» EXERCISE BRIEF
Repeat all of the rows below, requests included, and shift every point coordinate in the answers by adding -82 to each value. Leave the pictures out of your output.

--- DATASET RECORDS ---

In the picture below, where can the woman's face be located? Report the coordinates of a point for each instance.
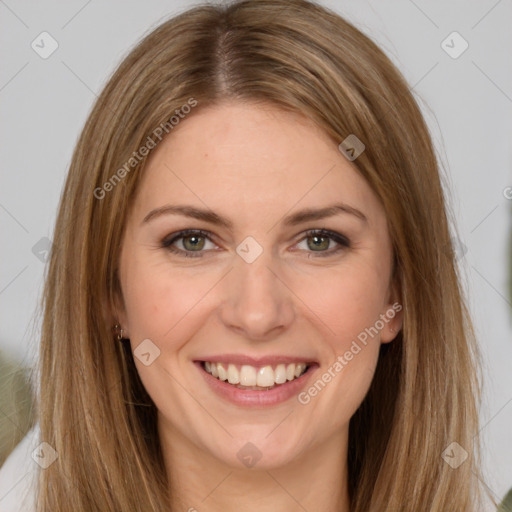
(254, 294)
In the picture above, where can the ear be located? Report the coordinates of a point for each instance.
(115, 313)
(392, 315)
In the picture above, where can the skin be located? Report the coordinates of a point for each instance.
(254, 164)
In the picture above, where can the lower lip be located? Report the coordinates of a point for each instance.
(253, 398)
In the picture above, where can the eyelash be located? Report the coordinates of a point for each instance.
(167, 242)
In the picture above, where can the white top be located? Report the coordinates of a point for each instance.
(18, 475)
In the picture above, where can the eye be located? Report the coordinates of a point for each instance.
(191, 240)
(319, 241)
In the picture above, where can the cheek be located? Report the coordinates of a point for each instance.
(348, 301)
(158, 300)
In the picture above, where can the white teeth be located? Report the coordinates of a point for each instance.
(265, 377)
(233, 376)
(280, 374)
(223, 375)
(248, 375)
(251, 376)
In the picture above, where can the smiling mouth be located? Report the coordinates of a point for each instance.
(256, 378)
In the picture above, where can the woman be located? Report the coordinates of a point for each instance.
(252, 302)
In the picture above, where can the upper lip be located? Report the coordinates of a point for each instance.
(256, 361)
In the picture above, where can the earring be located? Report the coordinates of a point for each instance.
(118, 333)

---

» CORRECT RESULT
In the picture below, where can the woman's face be located? Report the coordinates of a point for each instance.
(172, 212)
In the picture above, where can the ear be located? Report the coordinates of a point for each instance.
(33, 231)
(310, 233)
In the picture above, where can the skin be located? Report the coordinates of a point for each instance.
(172, 82)
In the picture above, where can the lower lip be located? Report the coordinates of a point for each instance.
(171, 316)
In the picture above, where can the eyelash be located? Report the coordinates of a point for each instance.
(85, 160)
In the picture above, where can the white top be located? Report the coordinates of a point for each instance.
(-64, 393)
In the picture above, where can the eye be located? Report the coordinates of a point for each instance.
(109, 158)
(237, 159)
In the picture above, where can the cheek be located? Report the coordinates of a point for each instance.
(266, 219)
(76, 218)
In the picture above, where can the white teeth be located? Report the coordinates of a point for each instance.
(183, 295)
(151, 294)
(198, 292)
(141, 293)
(166, 293)
(169, 294)
In the picture above, where can the smiling mouth be located? Report the coordinates of a point for each instance.
(174, 296)
In the picture above, where can the woman be located? Report the coordinates of a point for each instance.
(170, 220)
In the picture above, where can the upper lip be located? Report the coordinates of a point for each instance.
(174, 279)
In the picture above, where can the earring be located? Report the coordinates of a point for each instance.
(36, 251)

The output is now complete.